## Task requirements
Lines holding the string "yellow" are the ones to copy; find them all in the data.

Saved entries
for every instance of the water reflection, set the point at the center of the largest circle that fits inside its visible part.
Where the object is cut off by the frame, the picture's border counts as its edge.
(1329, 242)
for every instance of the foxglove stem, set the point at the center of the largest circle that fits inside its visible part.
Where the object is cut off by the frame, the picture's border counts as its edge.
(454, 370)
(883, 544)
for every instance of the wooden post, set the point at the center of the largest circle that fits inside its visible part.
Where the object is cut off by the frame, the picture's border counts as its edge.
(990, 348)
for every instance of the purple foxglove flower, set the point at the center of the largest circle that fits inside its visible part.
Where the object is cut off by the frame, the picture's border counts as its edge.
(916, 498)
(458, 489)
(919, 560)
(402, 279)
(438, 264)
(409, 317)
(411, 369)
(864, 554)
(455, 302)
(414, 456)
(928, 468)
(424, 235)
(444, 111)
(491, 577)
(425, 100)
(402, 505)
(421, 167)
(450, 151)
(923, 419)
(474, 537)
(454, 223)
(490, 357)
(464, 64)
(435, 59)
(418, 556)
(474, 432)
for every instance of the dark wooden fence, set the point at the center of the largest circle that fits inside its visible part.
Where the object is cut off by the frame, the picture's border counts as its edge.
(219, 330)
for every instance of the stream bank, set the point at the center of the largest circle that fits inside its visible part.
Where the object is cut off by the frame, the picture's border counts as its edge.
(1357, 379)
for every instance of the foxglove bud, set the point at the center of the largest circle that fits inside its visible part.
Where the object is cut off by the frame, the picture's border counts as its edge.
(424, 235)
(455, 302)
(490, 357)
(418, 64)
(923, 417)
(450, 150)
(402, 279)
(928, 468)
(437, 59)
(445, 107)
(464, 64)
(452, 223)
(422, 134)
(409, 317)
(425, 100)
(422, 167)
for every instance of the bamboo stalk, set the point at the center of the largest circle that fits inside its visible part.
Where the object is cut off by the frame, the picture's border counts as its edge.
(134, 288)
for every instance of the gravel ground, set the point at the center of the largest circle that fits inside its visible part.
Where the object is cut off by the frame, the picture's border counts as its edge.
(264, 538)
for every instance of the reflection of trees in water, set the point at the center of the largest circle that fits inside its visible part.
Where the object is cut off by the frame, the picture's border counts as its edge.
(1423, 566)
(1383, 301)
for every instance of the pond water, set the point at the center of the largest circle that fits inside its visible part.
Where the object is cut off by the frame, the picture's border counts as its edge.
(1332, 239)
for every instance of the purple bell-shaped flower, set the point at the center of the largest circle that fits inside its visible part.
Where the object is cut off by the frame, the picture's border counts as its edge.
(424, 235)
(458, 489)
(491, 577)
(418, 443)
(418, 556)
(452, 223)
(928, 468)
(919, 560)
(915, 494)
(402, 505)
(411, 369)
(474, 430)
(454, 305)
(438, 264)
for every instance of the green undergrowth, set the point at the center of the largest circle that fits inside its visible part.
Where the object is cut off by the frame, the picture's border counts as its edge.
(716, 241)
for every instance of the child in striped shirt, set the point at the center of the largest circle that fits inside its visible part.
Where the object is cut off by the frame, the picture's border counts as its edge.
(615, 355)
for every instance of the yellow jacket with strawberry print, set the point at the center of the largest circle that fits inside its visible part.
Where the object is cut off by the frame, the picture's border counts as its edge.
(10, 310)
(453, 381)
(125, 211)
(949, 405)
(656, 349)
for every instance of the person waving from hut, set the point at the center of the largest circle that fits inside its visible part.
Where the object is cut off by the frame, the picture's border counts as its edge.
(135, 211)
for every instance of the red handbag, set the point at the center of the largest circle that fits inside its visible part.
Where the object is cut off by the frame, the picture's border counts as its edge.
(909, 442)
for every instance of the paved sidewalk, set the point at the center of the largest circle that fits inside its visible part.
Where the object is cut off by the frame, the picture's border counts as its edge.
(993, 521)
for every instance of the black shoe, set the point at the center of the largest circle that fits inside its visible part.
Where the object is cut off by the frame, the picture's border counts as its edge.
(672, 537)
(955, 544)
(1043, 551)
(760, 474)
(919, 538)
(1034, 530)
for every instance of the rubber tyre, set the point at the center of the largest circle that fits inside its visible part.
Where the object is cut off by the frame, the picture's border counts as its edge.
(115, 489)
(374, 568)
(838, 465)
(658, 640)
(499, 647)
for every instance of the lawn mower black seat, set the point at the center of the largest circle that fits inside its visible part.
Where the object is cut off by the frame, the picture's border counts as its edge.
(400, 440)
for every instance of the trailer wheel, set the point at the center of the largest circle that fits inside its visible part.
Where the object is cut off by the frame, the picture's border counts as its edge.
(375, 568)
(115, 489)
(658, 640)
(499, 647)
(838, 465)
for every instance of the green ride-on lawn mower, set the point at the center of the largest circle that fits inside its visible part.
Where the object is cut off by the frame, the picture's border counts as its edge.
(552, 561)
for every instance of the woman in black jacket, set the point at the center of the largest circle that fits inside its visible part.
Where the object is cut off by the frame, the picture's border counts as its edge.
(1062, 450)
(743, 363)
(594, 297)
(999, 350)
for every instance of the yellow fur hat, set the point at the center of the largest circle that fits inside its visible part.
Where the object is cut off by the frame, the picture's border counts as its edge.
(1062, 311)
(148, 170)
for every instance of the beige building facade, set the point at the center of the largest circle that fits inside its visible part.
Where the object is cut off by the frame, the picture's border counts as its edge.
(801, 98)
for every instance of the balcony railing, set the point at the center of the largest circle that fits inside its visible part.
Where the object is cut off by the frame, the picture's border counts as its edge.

## Your response
for every instance of the yellow jacket with strawberry print, set the point at the center of the largest circle that fits inside its visible part.
for every instance of the yellow fur hat, set the point at the center of the largest circle that fits inside its visible part.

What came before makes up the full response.